* **PROBLEM DETAILS**
Transcribe every line of the records verbatim.

^^^^^^^^

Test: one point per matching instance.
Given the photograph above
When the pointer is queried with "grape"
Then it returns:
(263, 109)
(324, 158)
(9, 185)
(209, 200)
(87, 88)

^^^^^^^^

* **EXPECTED ANSWER**
Test: one point per matching instance.
Given the photograph above
When the pointer is queried with "grape"
Then it returns:
(263, 109)
(324, 158)
(9, 185)
(209, 200)
(87, 88)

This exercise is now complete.